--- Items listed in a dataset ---
Segment Open
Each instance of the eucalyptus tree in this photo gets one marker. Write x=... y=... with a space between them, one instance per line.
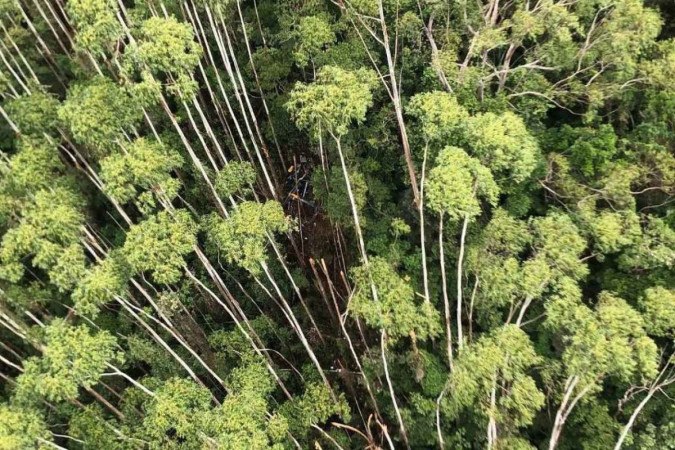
x=148 y=239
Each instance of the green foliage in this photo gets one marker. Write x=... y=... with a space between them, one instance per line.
x=396 y=309
x=313 y=34
x=610 y=341
x=145 y=166
x=97 y=112
x=441 y=117
x=34 y=114
x=72 y=357
x=97 y=26
x=333 y=193
x=456 y=182
x=49 y=231
x=314 y=407
x=100 y=285
x=235 y=178
x=548 y=135
x=167 y=46
x=502 y=143
x=242 y=238
x=658 y=306
x=335 y=100
x=497 y=362
x=159 y=243
x=22 y=428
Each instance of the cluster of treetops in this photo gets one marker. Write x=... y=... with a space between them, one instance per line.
x=251 y=224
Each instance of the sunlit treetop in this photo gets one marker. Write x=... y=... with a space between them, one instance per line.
x=397 y=309
x=314 y=407
x=98 y=28
x=502 y=143
x=97 y=112
x=173 y=414
x=242 y=238
x=456 y=183
x=167 y=48
x=22 y=428
x=159 y=243
x=608 y=341
x=658 y=308
x=100 y=284
x=72 y=357
x=49 y=232
x=333 y=102
x=35 y=166
x=442 y=119
x=313 y=34
x=34 y=114
x=145 y=165
x=654 y=249
x=498 y=361
x=558 y=240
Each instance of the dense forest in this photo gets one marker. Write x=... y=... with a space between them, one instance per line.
x=337 y=224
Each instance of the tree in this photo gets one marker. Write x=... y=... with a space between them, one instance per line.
x=242 y=237
x=490 y=379
x=72 y=357
x=159 y=243
x=145 y=165
x=395 y=309
x=97 y=113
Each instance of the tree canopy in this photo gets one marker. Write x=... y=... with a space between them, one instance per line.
x=380 y=224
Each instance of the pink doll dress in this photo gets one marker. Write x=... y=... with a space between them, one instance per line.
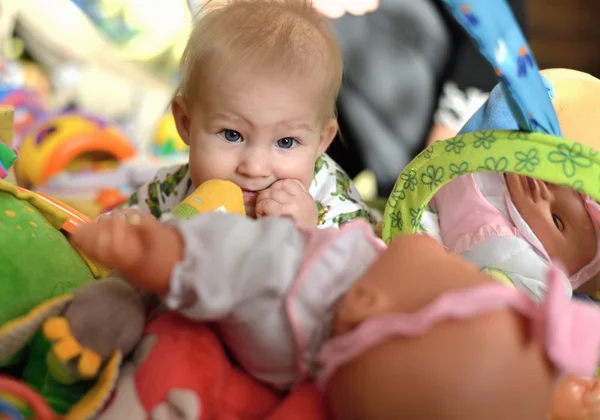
x=569 y=328
x=269 y=285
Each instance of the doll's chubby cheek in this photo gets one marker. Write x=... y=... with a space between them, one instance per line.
x=577 y=399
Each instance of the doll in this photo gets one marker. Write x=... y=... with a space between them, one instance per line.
x=518 y=224
x=294 y=302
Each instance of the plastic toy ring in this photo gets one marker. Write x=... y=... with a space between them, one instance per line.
x=40 y=408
Segment Closed
--- WORK REQUEST ---
Copy the records above precisely, and leave every image out of the copy.

--- EXPECTED OUTPUT ---
Each instance of the eucalyptus tree in this photo gets one marker. Write x=... y=... with a space between them, one instance per line.
x=148 y=239
Each instance of the green foliage in this photo gets one marker. Write x=... y=... with a space between them, one instance per line.
x=396 y=309
x=313 y=34
x=610 y=341
x=145 y=166
x=97 y=112
x=441 y=117
x=34 y=114
x=72 y=357
x=97 y=26
x=333 y=193
x=456 y=182
x=49 y=231
x=314 y=407
x=100 y=285
x=235 y=178
x=548 y=135
x=167 y=46
x=502 y=143
x=242 y=238
x=658 y=306
x=335 y=100
x=497 y=362
x=159 y=243
x=22 y=428
Each instance of the cluster of treetops in this photo gets one marker. Write x=... y=... with a space between them, one instance per line.
x=251 y=224
Each instance of the sunlit treetop in this photo gets one marker. Write x=... y=... with a space between them, one instance per line.
x=397 y=309
x=314 y=407
x=98 y=28
x=502 y=143
x=97 y=112
x=173 y=414
x=242 y=238
x=456 y=183
x=167 y=48
x=22 y=428
x=159 y=243
x=608 y=341
x=658 y=308
x=100 y=284
x=72 y=357
x=49 y=232
x=333 y=102
x=35 y=166
x=442 y=119
x=313 y=34
x=34 y=114
x=145 y=165
x=654 y=249
x=498 y=361
x=558 y=240
Each instance of the dense forest in this photo gets one marker. Write x=... y=... with a space between them, one instance per line.
x=337 y=224
Each instance of the tree in this photo gets one marker. Write x=... y=... with a space between them, one instance per line.
x=242 y=237
x=490 y=379
x=72 y=357
x=159 y=243
x=145 y=165
x=395 y=309
x=97 y=113
Each instance of the tree canopy in this photo gets one marker. Write x=... y=... with a space between them, one instance per line.
x=380 y=224
Each instance of the pink doll dress in this photo gets one marker. Write x=... y=... with a space between them, one instance per line.
x=569 y=328
x=269 y=285
Each instance of the doll's chubby cheek in this photo gets one marker. Write x=... y=... with a space between them, one instance per line.
x=577 y=399
Each instance of the doll in this photo gets one marker. Write x=... y=... with a space between them, one instance per line.
x=518 y=224
x=294 y=302
Each instance of the plastic toy ring in this photo gets one marker. Write x=... y=... with a space between them, one instance per line.
x=40 y=408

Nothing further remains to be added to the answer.